- Задачи и задания -
a: Перечислите все пары понятий, различия между которыми названы в последнем предложении фрагмента о когнитивных метафорах.
b: Продолжите фрагмент о когнитивных метафорах после его последнего предложения.

- Фрагмент документа -
Целый ряд универсальных объяснительных схем отражается в
когнитивных метафорах. Результаты многочисленных исследований дают основания
когнитологам считать, что метафора является одним из основных средств
порождения нового знания. По мнению Дж. Лакоффа, привлечение метафоры для
понимания опыта — один из важнейших триумфов человеческого мышления.[28] Рациональное мышление в
значительной мере опирается на метафорические модели. Любой адекватный подход к
рациональности требует использования воображения, а воображение неотделимо от
метафорического рассуждения.
Интересно
обратиться также к мнению Р. Якобсона, который особую роль видит в
индивидуальных особенностях человека, деконструирующего метафору, в частности, его
когнитивная доминанта, о которой писал Р. Якобсон в статье «Два аспекта языка и
два типа афатических нарушений» и в ряде других статей, где он определял
различия между двумя основными типами творчества, в зависимости от
преобладающей когнитивной доминанты у автора.[29]
На основе данных психолингвистики, он предложил свой подход к определению
различий между прозой и поэзией, между романтическим и реалистическим типом
творчества, взяв за основу структурные различия между метафорой и метонимией.

- Описания областей на естественном языке -
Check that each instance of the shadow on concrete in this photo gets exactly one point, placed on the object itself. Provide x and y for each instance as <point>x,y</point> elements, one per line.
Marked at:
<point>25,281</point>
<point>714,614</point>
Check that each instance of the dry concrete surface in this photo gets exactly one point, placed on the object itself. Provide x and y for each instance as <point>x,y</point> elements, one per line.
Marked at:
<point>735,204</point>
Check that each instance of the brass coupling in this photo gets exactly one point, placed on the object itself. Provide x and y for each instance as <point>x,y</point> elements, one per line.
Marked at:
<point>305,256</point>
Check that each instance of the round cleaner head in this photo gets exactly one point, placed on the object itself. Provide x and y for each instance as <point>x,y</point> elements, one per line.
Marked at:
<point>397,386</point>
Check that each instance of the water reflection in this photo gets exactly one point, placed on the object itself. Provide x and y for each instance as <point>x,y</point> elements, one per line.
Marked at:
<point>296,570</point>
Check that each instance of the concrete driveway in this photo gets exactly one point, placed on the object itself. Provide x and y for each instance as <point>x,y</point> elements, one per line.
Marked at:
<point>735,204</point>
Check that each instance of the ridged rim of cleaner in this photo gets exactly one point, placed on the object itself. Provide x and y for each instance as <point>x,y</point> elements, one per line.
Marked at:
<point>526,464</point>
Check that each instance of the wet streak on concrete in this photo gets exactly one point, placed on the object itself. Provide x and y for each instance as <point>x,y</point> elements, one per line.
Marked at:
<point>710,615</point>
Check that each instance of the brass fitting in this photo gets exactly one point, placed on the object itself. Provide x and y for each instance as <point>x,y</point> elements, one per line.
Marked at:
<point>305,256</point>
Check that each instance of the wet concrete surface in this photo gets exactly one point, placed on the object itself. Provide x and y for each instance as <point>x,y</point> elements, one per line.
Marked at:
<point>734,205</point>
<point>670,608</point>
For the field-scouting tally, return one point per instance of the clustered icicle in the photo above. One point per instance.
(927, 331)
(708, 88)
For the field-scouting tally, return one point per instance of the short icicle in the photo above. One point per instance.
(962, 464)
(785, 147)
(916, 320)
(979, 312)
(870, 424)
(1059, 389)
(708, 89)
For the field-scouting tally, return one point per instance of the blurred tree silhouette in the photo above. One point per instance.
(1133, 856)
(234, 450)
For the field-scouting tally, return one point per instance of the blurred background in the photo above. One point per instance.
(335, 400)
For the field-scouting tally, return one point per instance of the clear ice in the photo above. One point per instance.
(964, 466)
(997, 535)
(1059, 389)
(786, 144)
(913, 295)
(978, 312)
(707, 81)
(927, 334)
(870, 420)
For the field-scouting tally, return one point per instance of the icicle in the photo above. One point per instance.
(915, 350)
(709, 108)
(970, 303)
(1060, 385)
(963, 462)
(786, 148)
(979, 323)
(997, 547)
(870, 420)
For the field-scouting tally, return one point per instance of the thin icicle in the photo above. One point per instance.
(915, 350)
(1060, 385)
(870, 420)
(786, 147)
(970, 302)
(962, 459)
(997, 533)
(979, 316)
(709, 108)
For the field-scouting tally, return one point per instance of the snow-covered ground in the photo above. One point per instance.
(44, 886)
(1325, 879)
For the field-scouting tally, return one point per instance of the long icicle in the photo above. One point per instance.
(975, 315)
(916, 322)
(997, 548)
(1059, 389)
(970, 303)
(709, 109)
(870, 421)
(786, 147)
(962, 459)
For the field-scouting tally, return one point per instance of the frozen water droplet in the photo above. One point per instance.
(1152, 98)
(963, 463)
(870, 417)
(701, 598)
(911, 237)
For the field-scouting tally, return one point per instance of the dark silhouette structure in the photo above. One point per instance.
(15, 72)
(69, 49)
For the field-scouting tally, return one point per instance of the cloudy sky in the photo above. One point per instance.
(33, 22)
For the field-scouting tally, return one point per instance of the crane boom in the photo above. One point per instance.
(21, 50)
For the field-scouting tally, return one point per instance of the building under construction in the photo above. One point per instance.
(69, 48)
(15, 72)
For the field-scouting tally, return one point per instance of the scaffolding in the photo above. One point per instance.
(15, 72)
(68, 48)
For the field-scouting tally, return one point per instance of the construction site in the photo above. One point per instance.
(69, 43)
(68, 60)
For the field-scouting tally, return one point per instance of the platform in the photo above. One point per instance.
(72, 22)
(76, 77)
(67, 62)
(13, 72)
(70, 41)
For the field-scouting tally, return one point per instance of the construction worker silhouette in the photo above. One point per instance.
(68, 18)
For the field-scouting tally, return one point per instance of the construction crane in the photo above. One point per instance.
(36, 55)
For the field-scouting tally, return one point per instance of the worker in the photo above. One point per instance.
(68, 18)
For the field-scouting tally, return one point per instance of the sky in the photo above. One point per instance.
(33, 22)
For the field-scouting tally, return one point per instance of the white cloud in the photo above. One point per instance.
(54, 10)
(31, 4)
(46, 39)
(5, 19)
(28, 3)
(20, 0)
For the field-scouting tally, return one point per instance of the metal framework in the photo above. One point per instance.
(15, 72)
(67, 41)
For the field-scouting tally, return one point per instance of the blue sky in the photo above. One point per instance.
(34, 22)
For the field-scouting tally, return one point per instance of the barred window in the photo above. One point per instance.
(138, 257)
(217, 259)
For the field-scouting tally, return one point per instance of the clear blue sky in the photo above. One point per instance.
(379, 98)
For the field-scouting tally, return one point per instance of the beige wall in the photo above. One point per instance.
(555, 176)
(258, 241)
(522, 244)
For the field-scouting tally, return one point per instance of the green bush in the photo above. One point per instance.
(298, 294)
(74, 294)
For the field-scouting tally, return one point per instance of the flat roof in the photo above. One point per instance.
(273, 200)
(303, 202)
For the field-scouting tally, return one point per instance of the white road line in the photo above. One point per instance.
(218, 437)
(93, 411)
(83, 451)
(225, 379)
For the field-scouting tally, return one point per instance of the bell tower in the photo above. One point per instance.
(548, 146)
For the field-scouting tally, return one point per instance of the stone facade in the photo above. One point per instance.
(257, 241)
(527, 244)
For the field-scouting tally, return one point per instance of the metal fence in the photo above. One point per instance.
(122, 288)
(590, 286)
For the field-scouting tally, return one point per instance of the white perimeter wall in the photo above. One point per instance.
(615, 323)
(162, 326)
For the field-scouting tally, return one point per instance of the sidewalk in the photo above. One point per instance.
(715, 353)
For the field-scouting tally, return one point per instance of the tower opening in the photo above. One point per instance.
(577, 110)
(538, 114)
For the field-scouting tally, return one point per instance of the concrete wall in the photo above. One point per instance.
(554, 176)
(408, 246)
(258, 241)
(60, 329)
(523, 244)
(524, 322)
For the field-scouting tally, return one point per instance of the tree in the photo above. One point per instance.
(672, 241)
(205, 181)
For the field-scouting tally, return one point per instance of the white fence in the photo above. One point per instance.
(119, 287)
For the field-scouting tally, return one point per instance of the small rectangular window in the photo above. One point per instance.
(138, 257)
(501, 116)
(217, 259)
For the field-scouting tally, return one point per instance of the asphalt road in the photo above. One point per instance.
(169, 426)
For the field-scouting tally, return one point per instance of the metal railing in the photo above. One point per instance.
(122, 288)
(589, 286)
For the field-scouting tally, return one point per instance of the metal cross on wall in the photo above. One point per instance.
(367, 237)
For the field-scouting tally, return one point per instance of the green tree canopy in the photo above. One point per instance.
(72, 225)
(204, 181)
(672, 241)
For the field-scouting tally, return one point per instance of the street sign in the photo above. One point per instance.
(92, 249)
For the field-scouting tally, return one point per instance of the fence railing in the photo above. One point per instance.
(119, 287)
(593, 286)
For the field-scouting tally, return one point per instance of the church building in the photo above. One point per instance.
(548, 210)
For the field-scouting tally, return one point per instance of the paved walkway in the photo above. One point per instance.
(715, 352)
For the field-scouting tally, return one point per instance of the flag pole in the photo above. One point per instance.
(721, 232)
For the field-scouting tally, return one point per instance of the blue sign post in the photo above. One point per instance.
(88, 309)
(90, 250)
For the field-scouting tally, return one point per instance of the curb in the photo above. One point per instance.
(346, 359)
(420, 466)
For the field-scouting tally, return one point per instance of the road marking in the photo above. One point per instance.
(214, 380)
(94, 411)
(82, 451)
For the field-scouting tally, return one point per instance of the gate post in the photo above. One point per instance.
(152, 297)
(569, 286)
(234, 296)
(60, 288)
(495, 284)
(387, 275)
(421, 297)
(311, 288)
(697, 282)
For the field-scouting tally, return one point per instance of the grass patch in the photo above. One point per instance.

- Ответы по номерам -
a: Проза и поэзия; романтический и реалистический тип творчества; метафора и метонимия.

b:
Хотя, по мнению Якобсона, в каждой метонимии есть следы метафоры, а в каждой
метафоре – следы метонимии, они различны по своей грамматической структуре.
Данные психолингвистики показывают, что основой метафоры является номинация и
замещение, а в основе метонимии – предикативные отношения, конструирование
связного текста.[30]
Таким образом, когнитивная метафора является
важным фактором развития сознания человека. Когнитивная метафора имеет ряд
характерных свойств, учет которых позволяет осуществлять их верные
интерпретации.
1. Когнитивная метафора носит системный характер.
Дж. Лакофф и М. Джонсон считали, что метафорические репрезентации концептов
носят системный характер. В этой связи они определили целый ряд когнитивных
метафор, моделей, действующих в человеческом сознании (любовь - путешествие).
2. Когнитивная метафора позволяет осмыслить
концепты, отстоящие сколь угодно далеко от исходно принятых.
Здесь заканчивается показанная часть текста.